Records supplied:

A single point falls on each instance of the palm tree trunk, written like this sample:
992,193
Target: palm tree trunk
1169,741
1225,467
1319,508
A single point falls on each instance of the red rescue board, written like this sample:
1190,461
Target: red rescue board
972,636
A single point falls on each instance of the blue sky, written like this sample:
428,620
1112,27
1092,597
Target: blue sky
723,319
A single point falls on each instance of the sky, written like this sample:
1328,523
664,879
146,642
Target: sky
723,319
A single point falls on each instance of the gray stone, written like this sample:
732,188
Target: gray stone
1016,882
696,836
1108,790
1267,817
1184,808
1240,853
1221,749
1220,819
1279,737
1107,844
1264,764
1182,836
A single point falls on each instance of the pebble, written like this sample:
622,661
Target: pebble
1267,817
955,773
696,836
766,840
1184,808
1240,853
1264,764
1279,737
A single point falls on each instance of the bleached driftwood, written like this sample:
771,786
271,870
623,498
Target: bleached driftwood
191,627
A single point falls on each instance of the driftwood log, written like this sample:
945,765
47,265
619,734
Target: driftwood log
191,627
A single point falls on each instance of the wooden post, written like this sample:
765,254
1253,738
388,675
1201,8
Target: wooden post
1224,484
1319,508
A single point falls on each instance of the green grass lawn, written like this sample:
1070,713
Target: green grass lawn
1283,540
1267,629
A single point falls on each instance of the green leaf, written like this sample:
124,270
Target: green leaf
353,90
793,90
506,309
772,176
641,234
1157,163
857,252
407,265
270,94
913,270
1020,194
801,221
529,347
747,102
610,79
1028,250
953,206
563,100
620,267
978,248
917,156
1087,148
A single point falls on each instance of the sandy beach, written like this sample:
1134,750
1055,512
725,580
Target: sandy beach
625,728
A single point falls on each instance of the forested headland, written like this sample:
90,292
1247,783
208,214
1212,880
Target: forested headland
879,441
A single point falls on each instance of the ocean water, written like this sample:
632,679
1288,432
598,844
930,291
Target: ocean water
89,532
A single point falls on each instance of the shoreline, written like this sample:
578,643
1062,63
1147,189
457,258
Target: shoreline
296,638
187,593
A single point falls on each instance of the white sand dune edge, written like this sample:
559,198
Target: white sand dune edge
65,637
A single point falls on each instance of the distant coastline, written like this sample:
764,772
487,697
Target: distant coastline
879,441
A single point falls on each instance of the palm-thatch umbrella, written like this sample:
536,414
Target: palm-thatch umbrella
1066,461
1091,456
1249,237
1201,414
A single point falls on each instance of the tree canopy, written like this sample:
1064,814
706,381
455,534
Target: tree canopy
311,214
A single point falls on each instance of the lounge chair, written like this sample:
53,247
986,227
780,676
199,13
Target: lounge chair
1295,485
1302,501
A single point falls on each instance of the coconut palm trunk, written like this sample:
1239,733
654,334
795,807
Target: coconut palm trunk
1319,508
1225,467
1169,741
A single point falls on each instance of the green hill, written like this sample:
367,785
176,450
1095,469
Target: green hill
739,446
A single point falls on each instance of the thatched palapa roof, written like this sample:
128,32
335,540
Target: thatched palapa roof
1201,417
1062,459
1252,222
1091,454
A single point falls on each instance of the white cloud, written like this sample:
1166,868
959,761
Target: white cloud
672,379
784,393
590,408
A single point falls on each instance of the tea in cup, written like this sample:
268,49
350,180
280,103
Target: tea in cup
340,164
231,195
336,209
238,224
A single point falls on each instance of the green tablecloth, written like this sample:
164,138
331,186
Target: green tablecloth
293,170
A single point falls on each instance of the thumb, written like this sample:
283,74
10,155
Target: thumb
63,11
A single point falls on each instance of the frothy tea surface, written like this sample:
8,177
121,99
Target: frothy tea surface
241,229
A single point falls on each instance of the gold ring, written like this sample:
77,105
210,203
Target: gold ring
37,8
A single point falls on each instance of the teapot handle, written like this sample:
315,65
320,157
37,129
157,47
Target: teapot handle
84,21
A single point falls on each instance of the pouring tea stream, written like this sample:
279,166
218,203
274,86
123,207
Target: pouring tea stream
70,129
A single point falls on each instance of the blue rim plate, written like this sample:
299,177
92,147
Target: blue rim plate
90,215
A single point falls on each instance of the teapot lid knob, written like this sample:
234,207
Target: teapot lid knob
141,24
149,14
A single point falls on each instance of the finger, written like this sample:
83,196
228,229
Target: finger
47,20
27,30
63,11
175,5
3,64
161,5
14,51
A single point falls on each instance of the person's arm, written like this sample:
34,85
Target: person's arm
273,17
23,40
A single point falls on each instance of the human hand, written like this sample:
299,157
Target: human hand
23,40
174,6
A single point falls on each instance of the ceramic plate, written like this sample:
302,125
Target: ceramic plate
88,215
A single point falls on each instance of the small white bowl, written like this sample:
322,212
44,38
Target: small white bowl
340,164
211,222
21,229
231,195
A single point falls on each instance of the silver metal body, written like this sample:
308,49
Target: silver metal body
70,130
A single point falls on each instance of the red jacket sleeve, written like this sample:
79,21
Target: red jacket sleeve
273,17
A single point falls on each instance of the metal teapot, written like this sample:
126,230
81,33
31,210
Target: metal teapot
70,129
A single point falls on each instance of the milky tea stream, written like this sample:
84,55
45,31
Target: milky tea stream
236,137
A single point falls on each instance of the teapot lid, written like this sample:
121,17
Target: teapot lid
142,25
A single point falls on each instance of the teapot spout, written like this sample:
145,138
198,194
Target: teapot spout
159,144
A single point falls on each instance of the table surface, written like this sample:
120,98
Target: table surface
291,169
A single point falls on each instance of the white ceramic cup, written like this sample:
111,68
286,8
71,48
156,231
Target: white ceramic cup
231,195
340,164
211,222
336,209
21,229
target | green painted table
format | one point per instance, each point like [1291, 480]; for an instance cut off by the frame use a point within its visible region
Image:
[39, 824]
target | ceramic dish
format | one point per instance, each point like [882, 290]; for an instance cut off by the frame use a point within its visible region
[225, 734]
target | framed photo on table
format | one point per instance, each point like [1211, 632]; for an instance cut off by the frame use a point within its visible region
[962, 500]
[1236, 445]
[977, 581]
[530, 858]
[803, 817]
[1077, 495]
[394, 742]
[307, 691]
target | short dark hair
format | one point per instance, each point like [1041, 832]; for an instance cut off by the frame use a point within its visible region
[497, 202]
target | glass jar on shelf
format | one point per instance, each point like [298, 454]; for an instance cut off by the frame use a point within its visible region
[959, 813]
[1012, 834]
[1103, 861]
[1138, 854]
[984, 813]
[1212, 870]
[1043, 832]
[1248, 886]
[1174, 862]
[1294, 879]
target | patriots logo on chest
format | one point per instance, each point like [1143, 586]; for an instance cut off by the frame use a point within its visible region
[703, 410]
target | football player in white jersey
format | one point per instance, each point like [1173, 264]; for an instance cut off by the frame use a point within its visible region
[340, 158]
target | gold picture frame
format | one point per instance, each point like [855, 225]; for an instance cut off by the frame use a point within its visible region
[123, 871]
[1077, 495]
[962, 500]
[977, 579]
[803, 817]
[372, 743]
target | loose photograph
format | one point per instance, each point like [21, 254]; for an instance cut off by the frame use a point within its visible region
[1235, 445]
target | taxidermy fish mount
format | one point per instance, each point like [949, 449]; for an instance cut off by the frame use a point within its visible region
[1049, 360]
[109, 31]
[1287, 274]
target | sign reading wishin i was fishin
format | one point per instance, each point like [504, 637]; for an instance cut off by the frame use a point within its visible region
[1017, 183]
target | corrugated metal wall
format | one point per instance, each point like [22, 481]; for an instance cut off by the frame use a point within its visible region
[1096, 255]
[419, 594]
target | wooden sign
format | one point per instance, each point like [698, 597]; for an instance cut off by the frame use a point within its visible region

Action item: Within the entries, how many lines contain the word "sign"? Answer with a number alone.

Reply: 2